• THE TASK
Resume the blog post on tech fear below, carrying on after its final sentence.

• SELECTION
=-=-=
Putting tech fear in its place

tech fear

I’ve had a restful break to think about the direction of my work and what’s next for me in the coming year. One observation is that I’ve had a somewhat negative tone to many posts from the past two years. I’ve been a consistent purveryor of tech fear.

For example, on this blog and in my Marketing Companion podcast, I’ve fretted about

  • Abuses of our privacy
  • The urgent need for regulation
  • Amount of power consolidated in the tech giants
  • Fake news and democracy
  • Smartphone spying
  • Social media addiction
  • Data breaches
  • Marketing technology that spams and annoys people

… well, you get the idea.

I don’t regret creating any of this content, but I decided that I need to have a more balanced tone in my work. Overall, I’m an optimist when it comes to the intersection of technology, marketing, and humanity. With the dawn of a new decade, optimism is in short supply and I aim to do better.

The persistence of tech fear

Fear of our technological future has been with us since the dawn of the Industrial Age. I remember reading how the train companies were against telephones because they were afraid people would stop traveling!

The advent of the automobile created concerns about congestion and accidents.

When the early portable photographic cameras came out, there was a disgusted revolt by people who said taking pictures in a public park invaded their privacy.

Concerns that humanity has taken a technological wrong turn, or that particular technologies might be doing more harm than good, have been with us for centuries. For any new technology, its drawbacks initially seem to outweigh its benefits. When this happens with several technologies at once, the result is a wider sense of techno-pessimism.

However, that pessimism can be overdone.
=-=-=
• INFORMATION SHOWN
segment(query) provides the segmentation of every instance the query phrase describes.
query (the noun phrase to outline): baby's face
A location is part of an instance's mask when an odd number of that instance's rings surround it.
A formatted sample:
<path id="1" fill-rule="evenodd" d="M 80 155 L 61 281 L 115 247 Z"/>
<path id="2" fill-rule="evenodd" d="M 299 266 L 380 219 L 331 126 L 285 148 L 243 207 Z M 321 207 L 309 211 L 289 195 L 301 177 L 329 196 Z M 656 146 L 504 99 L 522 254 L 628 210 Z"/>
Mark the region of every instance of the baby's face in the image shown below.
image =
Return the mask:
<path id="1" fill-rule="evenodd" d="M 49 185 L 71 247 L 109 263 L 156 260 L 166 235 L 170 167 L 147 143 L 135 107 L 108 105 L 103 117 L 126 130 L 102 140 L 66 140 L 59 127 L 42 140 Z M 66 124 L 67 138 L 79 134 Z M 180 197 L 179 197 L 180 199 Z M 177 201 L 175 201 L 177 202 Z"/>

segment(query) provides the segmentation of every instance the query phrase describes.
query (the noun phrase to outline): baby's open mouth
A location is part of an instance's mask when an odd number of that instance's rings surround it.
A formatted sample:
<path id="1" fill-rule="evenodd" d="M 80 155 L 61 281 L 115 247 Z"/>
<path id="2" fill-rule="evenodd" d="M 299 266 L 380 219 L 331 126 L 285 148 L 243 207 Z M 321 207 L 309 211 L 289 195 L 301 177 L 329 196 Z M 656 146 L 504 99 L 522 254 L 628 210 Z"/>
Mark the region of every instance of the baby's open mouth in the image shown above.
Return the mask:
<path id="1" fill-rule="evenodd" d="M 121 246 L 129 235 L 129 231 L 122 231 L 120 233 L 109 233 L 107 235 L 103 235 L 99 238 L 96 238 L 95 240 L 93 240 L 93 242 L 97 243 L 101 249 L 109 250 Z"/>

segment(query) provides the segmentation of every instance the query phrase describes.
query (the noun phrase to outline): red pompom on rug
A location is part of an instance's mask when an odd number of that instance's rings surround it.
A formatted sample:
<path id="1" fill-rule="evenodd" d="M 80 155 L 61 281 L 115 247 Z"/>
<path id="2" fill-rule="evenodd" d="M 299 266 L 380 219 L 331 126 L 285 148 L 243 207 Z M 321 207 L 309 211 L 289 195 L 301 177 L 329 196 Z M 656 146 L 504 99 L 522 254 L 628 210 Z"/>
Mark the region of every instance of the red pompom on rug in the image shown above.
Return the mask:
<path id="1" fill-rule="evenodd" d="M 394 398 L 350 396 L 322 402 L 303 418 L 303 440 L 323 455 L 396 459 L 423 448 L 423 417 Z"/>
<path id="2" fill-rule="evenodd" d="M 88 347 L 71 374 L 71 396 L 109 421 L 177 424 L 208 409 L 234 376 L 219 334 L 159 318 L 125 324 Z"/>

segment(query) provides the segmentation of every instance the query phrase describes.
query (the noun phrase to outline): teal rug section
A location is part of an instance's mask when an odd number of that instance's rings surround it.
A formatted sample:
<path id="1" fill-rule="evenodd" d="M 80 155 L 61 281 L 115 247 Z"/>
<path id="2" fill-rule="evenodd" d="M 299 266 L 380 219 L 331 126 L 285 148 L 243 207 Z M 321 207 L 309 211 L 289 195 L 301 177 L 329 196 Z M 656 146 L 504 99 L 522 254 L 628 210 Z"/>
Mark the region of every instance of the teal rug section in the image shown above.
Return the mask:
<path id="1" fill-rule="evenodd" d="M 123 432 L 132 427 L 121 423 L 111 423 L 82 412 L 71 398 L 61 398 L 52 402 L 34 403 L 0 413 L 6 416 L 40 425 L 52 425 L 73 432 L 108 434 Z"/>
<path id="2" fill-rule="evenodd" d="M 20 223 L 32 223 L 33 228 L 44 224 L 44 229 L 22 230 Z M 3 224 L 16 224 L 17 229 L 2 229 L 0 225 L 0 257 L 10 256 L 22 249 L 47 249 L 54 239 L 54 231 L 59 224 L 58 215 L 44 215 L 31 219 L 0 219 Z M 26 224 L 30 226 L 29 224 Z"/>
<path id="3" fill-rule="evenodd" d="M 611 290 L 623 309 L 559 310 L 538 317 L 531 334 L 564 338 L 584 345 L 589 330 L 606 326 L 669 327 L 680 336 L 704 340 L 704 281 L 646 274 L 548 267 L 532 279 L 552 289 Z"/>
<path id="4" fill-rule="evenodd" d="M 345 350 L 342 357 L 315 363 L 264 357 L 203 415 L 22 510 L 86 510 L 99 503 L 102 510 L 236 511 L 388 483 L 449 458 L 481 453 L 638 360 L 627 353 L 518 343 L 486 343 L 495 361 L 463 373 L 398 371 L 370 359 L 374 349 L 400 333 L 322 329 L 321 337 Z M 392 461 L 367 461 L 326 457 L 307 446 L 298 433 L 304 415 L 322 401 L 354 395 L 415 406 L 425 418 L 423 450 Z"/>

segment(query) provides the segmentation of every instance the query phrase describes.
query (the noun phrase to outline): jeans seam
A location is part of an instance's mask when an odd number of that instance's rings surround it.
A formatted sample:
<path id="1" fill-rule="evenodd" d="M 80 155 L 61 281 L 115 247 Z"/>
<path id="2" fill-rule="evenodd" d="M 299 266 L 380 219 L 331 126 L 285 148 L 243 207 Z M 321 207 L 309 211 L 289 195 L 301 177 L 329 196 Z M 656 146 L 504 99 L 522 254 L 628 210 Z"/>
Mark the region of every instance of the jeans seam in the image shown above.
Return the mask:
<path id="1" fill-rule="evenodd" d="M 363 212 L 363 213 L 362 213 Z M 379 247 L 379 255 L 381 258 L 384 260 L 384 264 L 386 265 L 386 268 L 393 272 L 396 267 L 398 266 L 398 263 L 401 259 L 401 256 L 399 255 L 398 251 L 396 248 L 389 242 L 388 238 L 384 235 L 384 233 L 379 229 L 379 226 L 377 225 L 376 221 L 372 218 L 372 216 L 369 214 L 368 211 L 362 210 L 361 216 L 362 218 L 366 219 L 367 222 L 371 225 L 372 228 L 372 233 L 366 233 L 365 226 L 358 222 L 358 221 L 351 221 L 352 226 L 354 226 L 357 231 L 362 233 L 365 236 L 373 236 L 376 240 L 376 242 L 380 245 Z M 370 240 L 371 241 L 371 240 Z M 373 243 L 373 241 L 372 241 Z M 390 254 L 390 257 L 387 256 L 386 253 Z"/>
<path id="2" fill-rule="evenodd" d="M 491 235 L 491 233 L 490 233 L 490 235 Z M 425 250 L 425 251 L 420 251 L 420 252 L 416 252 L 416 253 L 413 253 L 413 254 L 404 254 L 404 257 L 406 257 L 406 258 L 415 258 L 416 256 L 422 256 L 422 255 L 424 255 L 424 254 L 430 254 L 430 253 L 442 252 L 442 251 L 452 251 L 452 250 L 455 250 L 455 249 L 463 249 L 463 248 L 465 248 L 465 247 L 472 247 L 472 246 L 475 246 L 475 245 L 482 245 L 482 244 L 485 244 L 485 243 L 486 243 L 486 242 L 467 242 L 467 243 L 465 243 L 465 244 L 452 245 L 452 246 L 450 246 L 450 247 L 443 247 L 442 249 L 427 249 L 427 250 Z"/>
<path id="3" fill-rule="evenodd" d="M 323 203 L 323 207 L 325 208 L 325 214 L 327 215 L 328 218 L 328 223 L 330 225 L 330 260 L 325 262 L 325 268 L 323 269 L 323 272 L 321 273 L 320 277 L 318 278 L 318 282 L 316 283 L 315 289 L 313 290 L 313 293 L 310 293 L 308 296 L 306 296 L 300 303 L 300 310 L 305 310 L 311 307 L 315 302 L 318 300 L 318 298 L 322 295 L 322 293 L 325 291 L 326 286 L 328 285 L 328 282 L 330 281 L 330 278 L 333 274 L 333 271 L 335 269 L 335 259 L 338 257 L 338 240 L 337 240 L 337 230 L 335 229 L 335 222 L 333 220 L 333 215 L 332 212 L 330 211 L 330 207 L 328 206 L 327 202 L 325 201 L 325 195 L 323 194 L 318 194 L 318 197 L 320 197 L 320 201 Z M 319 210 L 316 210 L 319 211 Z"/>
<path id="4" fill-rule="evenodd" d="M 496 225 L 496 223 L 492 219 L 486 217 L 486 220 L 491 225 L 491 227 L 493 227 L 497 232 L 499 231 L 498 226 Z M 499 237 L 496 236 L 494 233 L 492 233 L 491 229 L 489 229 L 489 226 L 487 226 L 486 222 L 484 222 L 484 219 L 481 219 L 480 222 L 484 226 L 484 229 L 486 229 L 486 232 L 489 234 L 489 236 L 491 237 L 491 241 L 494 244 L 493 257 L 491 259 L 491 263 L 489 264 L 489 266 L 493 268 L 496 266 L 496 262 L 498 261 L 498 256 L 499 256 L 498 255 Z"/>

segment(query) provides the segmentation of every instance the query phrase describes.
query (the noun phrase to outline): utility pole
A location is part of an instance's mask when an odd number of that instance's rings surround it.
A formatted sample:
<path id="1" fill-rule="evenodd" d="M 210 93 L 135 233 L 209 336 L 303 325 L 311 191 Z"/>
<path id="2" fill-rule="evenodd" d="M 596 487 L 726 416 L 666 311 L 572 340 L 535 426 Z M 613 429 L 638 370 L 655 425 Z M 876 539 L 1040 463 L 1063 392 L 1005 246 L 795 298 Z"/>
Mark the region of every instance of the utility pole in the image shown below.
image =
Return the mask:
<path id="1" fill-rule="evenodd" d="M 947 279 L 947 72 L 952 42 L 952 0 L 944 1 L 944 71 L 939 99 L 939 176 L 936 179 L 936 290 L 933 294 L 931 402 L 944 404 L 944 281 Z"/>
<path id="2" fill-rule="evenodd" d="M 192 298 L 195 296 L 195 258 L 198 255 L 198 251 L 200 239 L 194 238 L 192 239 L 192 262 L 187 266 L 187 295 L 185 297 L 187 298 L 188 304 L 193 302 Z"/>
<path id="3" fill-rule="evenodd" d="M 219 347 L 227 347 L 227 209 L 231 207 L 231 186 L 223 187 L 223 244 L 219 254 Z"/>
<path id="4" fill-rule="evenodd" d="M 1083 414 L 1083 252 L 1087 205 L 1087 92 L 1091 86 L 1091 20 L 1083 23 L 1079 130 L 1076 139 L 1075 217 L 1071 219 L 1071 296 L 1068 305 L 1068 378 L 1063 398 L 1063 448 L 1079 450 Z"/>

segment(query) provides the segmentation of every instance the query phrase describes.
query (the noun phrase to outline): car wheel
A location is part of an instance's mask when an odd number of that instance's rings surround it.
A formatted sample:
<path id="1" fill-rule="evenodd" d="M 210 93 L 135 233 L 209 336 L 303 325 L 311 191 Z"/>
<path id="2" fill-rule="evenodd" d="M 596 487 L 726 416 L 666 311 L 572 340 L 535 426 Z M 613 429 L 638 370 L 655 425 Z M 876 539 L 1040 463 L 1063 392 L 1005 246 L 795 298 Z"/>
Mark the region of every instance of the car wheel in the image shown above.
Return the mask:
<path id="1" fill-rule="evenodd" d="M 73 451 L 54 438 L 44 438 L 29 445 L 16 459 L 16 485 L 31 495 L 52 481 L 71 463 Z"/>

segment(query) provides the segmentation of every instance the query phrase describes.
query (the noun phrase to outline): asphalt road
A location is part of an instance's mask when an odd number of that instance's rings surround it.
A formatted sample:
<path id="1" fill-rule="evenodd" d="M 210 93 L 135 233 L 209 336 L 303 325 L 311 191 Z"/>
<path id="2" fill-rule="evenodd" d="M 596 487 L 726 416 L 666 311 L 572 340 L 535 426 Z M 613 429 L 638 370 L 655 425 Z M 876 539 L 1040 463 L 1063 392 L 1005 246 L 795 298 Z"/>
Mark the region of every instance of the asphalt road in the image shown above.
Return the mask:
=-=-=
• SOLVED PROBLEM
Benefits and risks

There was a recent article in The Economist which pointed out that we take many benefits of technology for granted and dwell on the possibilities of unintended consequences. For example, the article points out:

  • Worries about screen time should be weighed against the much more substantial benefits of ubiquitous communication and the instant access to information and entertainment that smartphones make possible.
  • Fears that robots will steal people’s jobs may prompt politicians to tax them, for example, to discourage their use. Yet in the long run, countries that wish to maintain their standard of living as their workforce ages and shrinks will need more robots, not fewer.
  • The remedy to technology-related problems very often involves more technology. AI is being applied as part of the effort to stem the flow of extremist material on social media. The ultimate example is climate change. It is hard to imagine any solution that does not depend in part on innovations in clean energy, carbon capture, and energy storage.

I’m not saying that the debates spawned by “techlash” aren’t important. We must think through the possible consequences of technology … in fact, we need to have more of these broad debates at the highest levels of our policy-making organizations.

That should be a necessary (required?) step in the adoption of important new technologies.

The Economist article suggests that “perhaps the real source of anxiety is not the technology itself, but growing doubts about the ability of societies to hold this debate, and come up with good answers.”

Choosing optimism over tech fear

History still argues, on the whole, for optimism. The technological transformation since the Industrial Revolution has helped curb ancient evils, from child mortality to hunger, thirst, and ignorance.

Yes, the planet is warming and antibiotic resistance is spreading. But the solution to such problems calls for the deployment of more technology, not less. So as the decade turns, I’m trying put aside the gloom — at least a little — and try to be an advocate for the good.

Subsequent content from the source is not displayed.